● TASK DETAILS: Whatever the records say, give every one of them again exactly.
::::
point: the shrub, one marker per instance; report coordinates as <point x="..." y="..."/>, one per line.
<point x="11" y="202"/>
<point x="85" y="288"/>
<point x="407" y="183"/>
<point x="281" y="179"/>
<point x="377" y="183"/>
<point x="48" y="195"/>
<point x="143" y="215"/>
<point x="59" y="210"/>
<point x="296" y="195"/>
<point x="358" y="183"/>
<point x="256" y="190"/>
::::
● SOLUTION TO THE EXERCISE:
point: the shrub, one marker per instance; report coordinates as <point x="..." y="..."/>, one per line.
<point x="11" y="202"/>
<point x="85" y="288"/>
<point x="407" y="183"/>
<point x="281" y="179"/>
<point x="377" y="183"/>
<point x="48" y="195"/>
<point x="143" y="215"/>
<point x="59" y="210"/>
<point x="296" y="195"/>
<point x="358" y="183"/>
<point x="256" y="190"/>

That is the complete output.